§ Passage shown:
******************************
# Dracula: The Company of Monsters/comic book



## Johnny Thunder (Feb 24, 2006)

Boom! Studios is releasing a new Drac comic this summer. Coming from Kurt Busiek, Daryl Gregory and Scott Godlewski, the series' premise is as follows:

_DRACULA: THE COMPANY OF MONSTERS tells the story of a powerful, predatory corporation that acquires a valuable asset&#8230;Dracula! They think they own him, but no one can own the Son of the Dragon. There's a monster in their midst that puts Hannibal Lecter to shame--and he plans to gain his freedom in blood. It's bloodsuckers vs. bloodsucker, as Busiek brings an incredibly modern spin to the Dracula mythos. _

Look for it at your local shop this August. I like Busiek's work so I'll give it a shot.
******************************
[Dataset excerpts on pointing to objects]
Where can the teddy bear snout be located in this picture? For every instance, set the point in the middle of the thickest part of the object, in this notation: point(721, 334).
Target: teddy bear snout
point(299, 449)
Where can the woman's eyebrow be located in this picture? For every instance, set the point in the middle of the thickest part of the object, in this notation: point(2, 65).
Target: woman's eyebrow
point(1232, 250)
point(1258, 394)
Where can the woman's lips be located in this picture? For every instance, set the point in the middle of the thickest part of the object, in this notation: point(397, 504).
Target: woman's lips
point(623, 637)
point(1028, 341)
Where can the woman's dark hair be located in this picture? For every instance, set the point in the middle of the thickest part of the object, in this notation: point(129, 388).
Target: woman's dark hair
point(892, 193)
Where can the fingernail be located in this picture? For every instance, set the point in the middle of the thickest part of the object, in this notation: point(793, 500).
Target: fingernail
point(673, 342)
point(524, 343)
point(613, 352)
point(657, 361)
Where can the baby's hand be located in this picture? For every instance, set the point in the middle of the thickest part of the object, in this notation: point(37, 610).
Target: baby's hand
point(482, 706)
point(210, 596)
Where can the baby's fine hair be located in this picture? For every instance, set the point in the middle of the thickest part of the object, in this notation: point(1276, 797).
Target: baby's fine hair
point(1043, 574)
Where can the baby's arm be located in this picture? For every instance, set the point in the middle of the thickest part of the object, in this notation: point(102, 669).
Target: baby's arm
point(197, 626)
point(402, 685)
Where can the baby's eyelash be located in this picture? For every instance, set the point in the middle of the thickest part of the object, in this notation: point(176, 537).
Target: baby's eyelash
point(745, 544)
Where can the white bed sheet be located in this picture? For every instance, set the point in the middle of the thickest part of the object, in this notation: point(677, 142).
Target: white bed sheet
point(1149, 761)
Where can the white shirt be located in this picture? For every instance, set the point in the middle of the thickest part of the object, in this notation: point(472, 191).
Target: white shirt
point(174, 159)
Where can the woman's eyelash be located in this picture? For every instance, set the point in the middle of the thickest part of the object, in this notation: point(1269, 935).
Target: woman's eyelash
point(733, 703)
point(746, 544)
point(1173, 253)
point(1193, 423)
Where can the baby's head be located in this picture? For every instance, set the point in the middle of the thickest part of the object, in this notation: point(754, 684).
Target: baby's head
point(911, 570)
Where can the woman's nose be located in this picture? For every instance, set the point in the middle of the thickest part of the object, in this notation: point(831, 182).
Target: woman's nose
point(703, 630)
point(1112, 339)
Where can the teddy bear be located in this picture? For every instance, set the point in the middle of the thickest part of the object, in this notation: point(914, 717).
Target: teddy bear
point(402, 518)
******************************
§ Task requirements:
1 - Reproduce the Dracula comic post, starting at "Boom! Studios is" and ending at "give it a shot.".
2 - Carry on the forum post about the Dracula comic from its final sentence.
The items come from a separate source.

§ Final results:
1 -
Boom! Studios is releasing a new Drac comic this summer. Coming from Kurt Busiek, Daryl Gregory and Scott Godlewski, the series' premise is as follows:

_DRACULA: THE COMPANY OF MONSTERS tells the story of a powerful, predatory corporation that acquires a valuable asset&#8230;Dracula! They think they own him, but no one can own the Son of the Dragon. There's a monster in their midst that puts Hannibal Lecter to shame--and he plans to gain his freedom in blood. It's bloodsuckers vs. bloodsucker, as Busiek brings an incredibly modern spin to the Dracula mythos. _

Look for it at your local shop this August. I like Busiek's work so I'll give it a shot.

2 -
http://www.comicbookresources.com/?page=article&id=26419


----------



## Sinister (Apr 18, 2004)

Looks interesting...sort of a take on the old Marvel series _The Tomb of Dracula._ Might have to check this one out.


----------



## Goblin (Jun 3, 2009)

I've already ordered it. Should come out in August.

I also got the 1st part of Bram Stokers Death Ship. It is a 4 part story of what
happened on the ship that brought Dracula to England.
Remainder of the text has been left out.